Point annotations for photos:
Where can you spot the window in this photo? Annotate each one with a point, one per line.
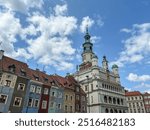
(105, 99)
(38, 90)
(32, 88)
(3, 98)
(0, 76)
(52, 104)
(114, 100)
(23, 73)
(86, 88)
(77, 107)
(83, 98)
(46, 91)
(83, 108)
(77, 97)
(53, 94)
(66, 108)
(44, 104)
(37, 78)
(59, 106)
(59, 94)
(17, 101)
(21, 86)
(77, 89)
(91, 99)
(103, 85)
(46, 80)
(30, 102)
(71, 109)
(118, 101)
(12, 68)
(66, 98)
(8, 82)
(110, 100)
(71, 98)
(36, 103)
(91, 87)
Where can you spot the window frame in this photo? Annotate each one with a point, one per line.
(5, 99)
(23, 87)
(19, 103)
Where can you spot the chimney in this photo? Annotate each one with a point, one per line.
(1, 54)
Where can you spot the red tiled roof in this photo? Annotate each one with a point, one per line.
(19, 66)
(63, 81)
(146, 94)
(134, 93)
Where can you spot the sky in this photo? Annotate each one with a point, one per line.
(48, 34)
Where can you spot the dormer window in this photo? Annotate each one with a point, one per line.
(46, 80)
(37, 78)
(23, 73)
(12, 68)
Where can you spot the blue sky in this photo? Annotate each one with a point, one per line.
(48, 34)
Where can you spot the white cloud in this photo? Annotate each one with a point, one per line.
(52, 45)
(137, 46)
(86, 21)
(46, 38)
(21, 5)
(142, 85)
(60, 9)
(138, 78)
(125, 30)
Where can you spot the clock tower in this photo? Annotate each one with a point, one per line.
(87, 48)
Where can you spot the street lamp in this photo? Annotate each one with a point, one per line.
(88, 93)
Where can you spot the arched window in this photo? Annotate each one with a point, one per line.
(118, 101)
(121, 101)
(116, 111)
(105, 99)
(106, 110)
(110, 100)
(114, 100)
(111, 110)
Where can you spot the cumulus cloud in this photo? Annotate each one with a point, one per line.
(46, 37)
(142, 85)
(21, 5)
(60, 9)
(86, 21)
(137, 46)
(138, 78)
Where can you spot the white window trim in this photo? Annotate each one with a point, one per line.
(31, 102)
(45, 105)
(38, 103)
(46, 91)
(23, 86)
(39, 90)
(20, 102)
(6, 98)
(33, 90)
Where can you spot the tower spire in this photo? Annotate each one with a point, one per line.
(87, 31)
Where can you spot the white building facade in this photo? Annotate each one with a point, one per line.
(102, 86)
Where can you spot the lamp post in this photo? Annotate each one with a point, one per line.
(88, 94)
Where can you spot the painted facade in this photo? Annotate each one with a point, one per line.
(146, 98)
(102, 86)
(135, 102)
(33, 91)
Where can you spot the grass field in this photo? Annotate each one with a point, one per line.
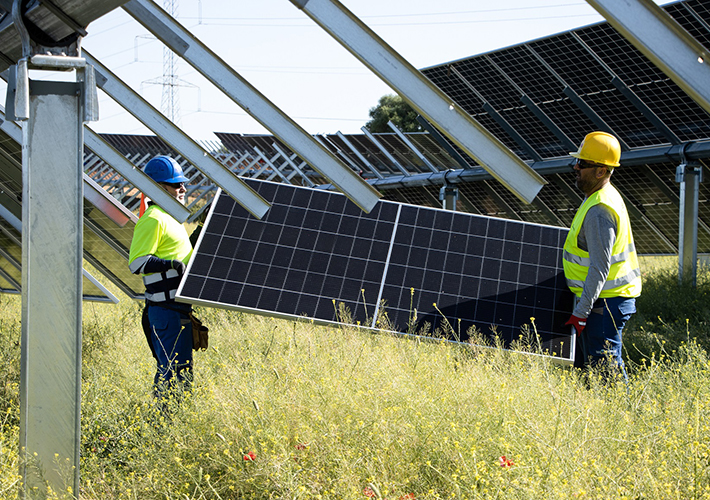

*PROBLEM STATEMENT*.
Render every line of the rows above as a numbered list, skipping blank lines and leaving out the pictures.

*THE RESPONSE*.
1. Where can you spot the window in this photo? Annotate each one with a point, one per line.
2. (105, 99)
3. (38, 90)
4. (32, 88)
5. (3, 98)
6. (0, 76)
7. (52, 104)
8. (114, 100)
9. (23, 73)
10. (86, 88)
11. (77, 107)
12. (83, 98)
13. (46, 91)
14. (83, 108)
15. (77, 97)
16. (53, 94)
17. (66, 108)
18. (44, 104)
19. (37, 78)
20. (59, 106)
21. (59, 94)
22. (17, 101)
23. (21, 86)
24. (77, 89)
25. (91, 99)
26. (103, 85)
27. (46, 80)
28. (30, 102)
29. (71, 109)
30. (118, 101)
31. (12, 68)
32. (66, 98)
33. (8, 82)
34. (110, 100)
35. (71, 98)
36. (36, 103)
37. (91, 87)
38. Where can you spot the window frame in this photo? Annotate each one with a point, one per line.
39. (5, 99)
40. (23, 87)
41. (19, 103)
42. Where can you spot the chimney in this photo? Annotate each one with a point, one per line.
43. (1, 54)
44. Where can you spot the red tiled roof in this photo? Annotate each one with a point, one per line.
45. (19, 66)
46. (63, 81)
47. (146, 94)
48. (134, 93)
49. Where can you spot the sky in this photo? Annotate each one with a point, one per line.
50. (48, 34)
51. Where can you spot the dormer window in this photo? Annotate each one with a point, one per line.
52. (46, 80)
53. (37, 78)
54. (23, 73)
55. (12, 68)
56. Where can you spot the blue sky in this photo? Annotate each one with a point, one per line.
57. (48, 34)
58. Where can you spot the white cloud in this photo? Annotate each one with a point, one per line.
59. (52, 45)
60. (137, 46)
61. (86, 21)
62. (46, 38)
63. (21, 5)
64. (142, 85)
65. (60, 9)
66. (138, 78)
67. (125, 30)
68. Where can you spot the clock tower in this photo? Annotate each one with a point, one per line.
69. (87, 48)
70. Where can you spot the street lamp in this photo? Annotate each one with a point, one per line.
71. (88, 93)
72. Where can you spot the arched window in this photo? Annotate each one with a point, one per line.
73. (118, 101)
74. (121, 101)
75. (116, 111)
76. (105, 99)
77. (106, 110)
78. (110, 100)
79. (114, 100)
80. (111, 110)
81. Where can you spot the cumulus cloud in this photo? Annotate each one with a point, one per line.
82. (46, 37)
83. (142, 85)
84. (21, 5)
85. (60, 9)
86. (86, 21)
87. (137, 46)
88. (138, 78)
89. Where can you spot the white window trim in this photo? Annotate each one with a point, one per line.
90. (31, 102)
91. (45, 105)
92. (38, 103)
93. (46, 91)
94. (23, 86)
95. (39, 90)
96. (20, 102)
97. (6, 98)
98. (33, 90)
99. Where can you spot the tower spire in this photo? Annotate each one with a point, one per line.
100. (87, 31)
101. Where can you spot the white building facade in this photo? Annotate each one with a point, one per line.
102. (102, 86)
103. Where can you spot the lamp post in this photo? Annotate each one with a point, one per line.
104. (88, 94)
105. Where can you spot the painted facade in this photo? Annotate each one with a point, one per line.
106. (146, 98)
107. (102, 86)
108. (135, 102)
109. (33, 91)
110. Where can you spot the grass field in this photo? Annotate each one with a point, one per line.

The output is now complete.